Saved entries:
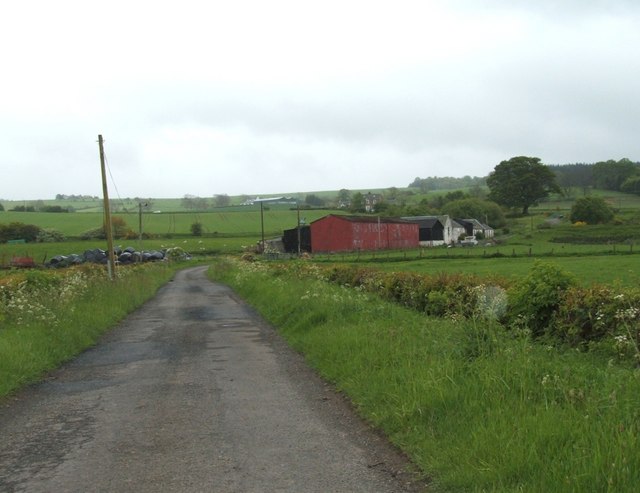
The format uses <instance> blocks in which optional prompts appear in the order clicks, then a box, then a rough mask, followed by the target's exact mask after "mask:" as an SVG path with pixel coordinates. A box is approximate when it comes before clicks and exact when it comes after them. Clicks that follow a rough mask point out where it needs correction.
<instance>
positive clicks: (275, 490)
mask: <svg viewBox="0 0 640 493" xmlns="http://www.w3.org/2000/svg"><path fill="white" fill-rule="evenodd" d="M205 269H206V267H195V268H190V269H187V270H184V271H181V272H179V273H178V274H177V275H176V277H175V279H174V280H173V281H172V282H170V283H168V284H167V285H166V286H165V287H163V288H162V289H161V290H160V291H159V293H158V295H157V296H156V297H155V298H154V299H153V300H151V301H150V302H148V303H147V304H145V305H144V306H143V307H142V308H140V309H139V310H138V311H136V312H134V313H133V314H132V315H131V316H129V317H128V318H127V319H126V320H124V321H123V322H122V323H121V324H119V325H118V327H116V328H115V329H114V330H113V331H112V332H110V333H109V334H108V335H107V336H105V337H104V338H103V340H102V341H101V342H100V344H99V345H98V346H96V347H95V348H93V349H91V350H89V351H86V352H85V353H83V354H82V355H80V356H79V357H78V358H77V359H75V360H74V361H73V362H71V363H69V364H67V365H66V366H65V367H63V368H62V369H60V370H58V371H56V372H54V373H52V374H51V375H50V376H49V377H48V378H47V379H46V380H45V381H44V382H43V383H41V384H38V385H35V386H32V387H30V388H28V389H26V390H25V391H23V392H21V393H19V394H18V395H16V396H14V397H12V398H10V399H7V400H5V401H1V402H0V491H2V492H5V493H7V492H19V491H27V492H49V493H50V492H156V493H157V492H182V491H184V492H221V493H226V492H237V493H247V492H323V493H326V492H403V491H407V492H414V491H422V489H423V486H424V485H422V484H420V483H417V482H414V481H412V479H411V478H412V477H411V475H410V474H409V473H407V472H406V470H407V469H406V468H407V467H408V464H407V462H406V461H405V460H404V459H403V457H402V456H401V455H400V454H398V453H397V452H396V451H395V450H394V449H393V448H392V447H390V446H389V445H388V444H387V442H386V441H385V440H384V439H383V438H381V437H379V436H378V435H377V434H376V433H374V432H372V431H371V430H370V429H369V428H368V427H367V426H366V425H365V424H363V423H362V422H361V421H360V420H359V419H357V418H356V417H355V416H354V414H353V412H352V411H351V409H350V408H349V406H348V405H347V404H346V403H345V402H344V400H343V399H342V398H341V396H339V395H337V394H336V393H334V392H333V391H332V389H331V388H330V387H329V386H327V385H325V384H324V383H323V382H322V381H321V380H320V379H319V378H318V377H317V376H316V375H315V374H314V373H313V372H311V371H310V370H309V369H308V368H307V367H306V366H305V365H304V363H303V361H302V360H301V358H300V356H299V355H297V354H295V353H294V352H292V351H291V350H289V349H288V348H287V347H286V345H285V344H284V343H283V342H282V341H281V339H280V338H279V336H278V335H277V334H276V333H275V332H274V330H273V329H272V328H270V327H269V326H268V325H267V324H265V323H264V322H262V321H261V319H260V318H259V317H257V316H256V315H255V314H254V313H253V312H252V311H251V310H250V309H249V308H248V307H247V306H246V305H244V304H243V303H242V302H241V301H240V300H238V299H237V298H235V297H234V294H233V292H232V291H230V290H229V289H228V288H226V287H224V286H221V285H218V284H215V283H212V282H210V281H208V280H207V279H206V277H205Z"/></svg>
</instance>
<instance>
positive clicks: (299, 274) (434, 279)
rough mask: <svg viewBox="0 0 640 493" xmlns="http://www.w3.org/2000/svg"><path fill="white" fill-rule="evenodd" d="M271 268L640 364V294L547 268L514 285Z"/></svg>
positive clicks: (274, 264)
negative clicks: (329, 282)
mask: <svg viewBox="0 0 640 493" xmlns="http://www.w3.org/2000/svg"><path fill="white" fill-rule="evenodd" d="M259 264H260V263H259ZM273 265H274V268H275V269H276V270H279V271H280V272H281V273H282V274H283V275H284V274H292V273H293V274H295V275H296V276H298V277H302V278H304V277H313V278H316V279H322V280H325V281H328V282H332V283H336V284H340V285H342V286H346V287H351V288H355V289H358V290H362V291H366V292H370V293H374V294H376V295H378V296H380V297H381V298H383V299H385V300H389V301H393V302H396V303H399V304H401V305H403V306H406V307H408V308H411V309H414V310H417V311H419V312H422V313H425V314H426V315H429V316H437V317H447V318H454V319H455V318H458V317H463V318H475V319H483V318H486V319H495V320H498V321H500V322H501V323H502V325H503V326H505V328H506V329H507V330H513V331H517V333H518V334H521V333H522V332H523V331H525V332H527V333H529V334H530V335H531V337H533V338H535V339H539V340H544V341H546V342H549V343H553V344H558V345H567V346H569V347H574V348H578V349H580V350H598V351H605V352H606V353H607V354H608V355H610V356H612V357H615V358H618V359H620V360H625V361H631V362H633V363H634V364H640V349H639V348H640V290H638V289H630V288H614V287H609V286H602V285H592V286H581V285H579V284H578V283H577V281H576V280H575V279H574V277H573V276H572V275H570V274H569V273H567V272H564V271H563V270H562V269H560V268H559V267H557V266H556V265H555V264H553V263H548V262H543V261H537V262H535V263H534V265H533V267H532V269H531V271H530V272H529V274H528V275H527V276H525V277H524V278H522V279H520V280H519V281H516V282H513V281H509V280H507V279H504V278H499V277H492V278H481V277H478V276H475V275H464V274H444V273H436V274H434V275H431V276H429V275H422V274H417V273H412V272H383V271H378V270H375V269H372V268H364V267H351V266H344V265H332V266H319V265H317V264H313V263H312V262H304V261H303V262H293V263H280V264H273ZM261 268H266V266H264V265H263V266H262V267H261Z"/></svg>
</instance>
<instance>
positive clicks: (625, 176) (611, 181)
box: [593, 158, 640, 191]
mask: <svg viewBox="0 0 640 493" xmlns="http://www.w3.org/2000/svg"><path fill="white" fill-rule="evenodd" d="M638 174H640V167H638V165H637V164H636V163H633V162H631V161H630V160H629V159H627V158H623V159H621V160H620V161H614V160H613V159H610V160H609V161H600V162H598V163H596V164H594V165H593V179H594V182H595V185H596V187H597V188H604V189H605V190H616V191H618V190H620V187H621V186H622V184H623V183H624V182H625V181H626V180H627V179H629V178H630V177H632V176H635V175H638Z"/></svg>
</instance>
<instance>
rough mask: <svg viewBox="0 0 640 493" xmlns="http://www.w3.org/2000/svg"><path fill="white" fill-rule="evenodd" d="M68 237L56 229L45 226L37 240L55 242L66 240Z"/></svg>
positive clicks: (50, 242)
mask: <svg viewBox="0 0 640 493" xmlns="http://www.w3.org/2000/svg"><path fill="white" fill-rule="evenodd" d="M65 239H66V237H65V236H64V235H63V234H62V233H61V232H60V231H58V230H56V229H50V228H45V229H42V230H40V232H39V233H38V236H37V237H36V241H37V242H38V243H55V242H58V241H64V240H65Z"/></svg>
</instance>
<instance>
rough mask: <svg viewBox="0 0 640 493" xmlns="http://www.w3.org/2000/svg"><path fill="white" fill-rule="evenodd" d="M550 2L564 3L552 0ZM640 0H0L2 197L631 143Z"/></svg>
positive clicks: (204, 191) (231, 184) (382, 175)
mask: <svg viewBox="0 0 640 493" xmlns="http://www.w3.org/2000/svg"><path fill="white" fill-rule="evenodd" d="M559 5H560V6H559ZM639 26H640V2H638V1H637V0H634V1H628V2H626V1H615V0H612V1H589V0H582V1H577V0H566V1H552V0H538V1H535V2H532V1H524V0H520V1H517V0H516V1H514V0H512V1H504V2H503V1H497V0H496V1H480V0H476V1H474V0H467V1H463V0H452V1H444V0H443V1H429V0H416V1H403V0H392V1H391V0H390V1H375V0H366V1H359V0H358V1H350V0H339V1H332V0H322V1H314V2H311V1H305V0H291V1H280V0H269V1H264V0H257V1H242V0H233V1H232V0H224V1H218V0H208V1H193V0H181V1H179V2H177V1H175V0H174V1H171V2H164V1H161V0H155V1H146V0H127V1H118V0H115V1H114V0H110V1H109V2H90V1H87V0H81V1H66V0H57V1H50V0H47V1H35V0H34V1H31V0H24V1H12V2H4V3H3V4H2V6H1V7H0V54H1V57H0V61H1V65H0V66H1V69H0V176H1V178H0V198H3V199H21V200H22V199H25V200H27V199H48V198H54V196H55V195H56V194H58V193H61V194H91V195H101V193H102V192H101V190H102V189H101V181H100V160H99V153H98V144H97V136H98V134H102V135H103V136H104V139H105V150H106V155H107V160H108V164H109V169H110V172H111V175H112V176H113V182H110V183H109V190H110V195H111V197H112V198H115V197H117V196H120V197H122V198H124V197H156V198H160V197H182V196H184V195H185V194H192V195H198V196H202V197H210V196H212V195H215V194H229V195H238V194H248V195H259V194H271V193H285V194H286V193H293V192H305V191H319V190H337V189H340V188H347V189H353V190H355V189H367V188H386V187H392V186H395V187H405V186H407V185H408V184H409V183H410V182H411V181H413V179H414V178H415V177H417V176H419V177H422V178H424V177H427V176H464V175H471V176H486V175H487V174H489V172H491V171H492V170H493V168H494V167H495V166H496V165H497V164H498V163H499V162H500V161H502V160H505V159H509V158H510V157H513V156H519V155H528V156H537V157H540V158H541V159H542V161H543V162H544V163H547V164H559V163H575V162H587V163H593V162H597V161H601V160H606V159H616V160H617V159H620V158H622V157H627V158H629V159H631V160H634V161H637V160H640V90H639V87H640V82H639V81H640V28H639Z"/></svg>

_Problem statement:_
The number of lines in the entries holding the word "rough" is what is needed. Supply that number only.

_Exercise solution:_
4